**DIRECTIONS:**
A: Using the passage on Hawaii hit-and-run insurance claims, answer each question below:
(i) What dollar range do many UM hit-and-run claims in Hawaii fall into?
(ii) What minimum liability coverage must Hawaii drivers carry?
(iii) To which agency does the passage say a Waipahu crash was reported?
B: Write the next part of the passage on Hawaii hit-and-run insurance claims, picking up right after its final sentence.

In Hawaii, many UM hit-and-run claims land roughly in the $15,000 to $50,000 range, with serious injury cases going much higher. If your insurer is acting like "no plate, no claim," that is often more pressure tactic than rule.

The outcome usually turns on three factors.

1. What your own policy says about hit-and-run notice and UM coverage.

Hawaii drivers must carry at least 20/40/10 liability coverage, but UM/UIM is usually where injured people look when the other driver has no insurance, only bare-minimum coverage, or disappears. A missing plate does not automatically kill a UM claim.

What matters is whether your policy requires prompt notice, a police report, or other proof of a hit-and-run. If the crash happened in Waipahu and you reported it to HPD quickly, that usually helps a lot. So do photos, 911 records, body-cam footage, and witness names. Insurers know many hit-and-runs happen without a readable plate; they just prefer cleaner files.

**MATERIAL PROVIDED:**
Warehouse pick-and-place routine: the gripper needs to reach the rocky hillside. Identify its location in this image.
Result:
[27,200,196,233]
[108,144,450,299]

**REPLIES:**
A:
(i) Roughly $15,000 to $50,000
(ii) 20/40/10
(iii) HPD

B:
2. Whether you can prove a real uninsured or phantom vehicle caused the crash.

This is the insurer's favorite pressure point. They will look for any excuse to call it a single-vehicle wreck, a work-site mishap, or driver error.

Proof can include dashcam footage, nearby business video, construction-zone traffic control logs, damage patterns, and statements from coworkers or other drivers. If it involved a rental car, delivery van, or ambulance, identifying the vehicle owner matters because there may be other coverage before UM applies.

3. How the claim fits with no-fault and work-related benefits.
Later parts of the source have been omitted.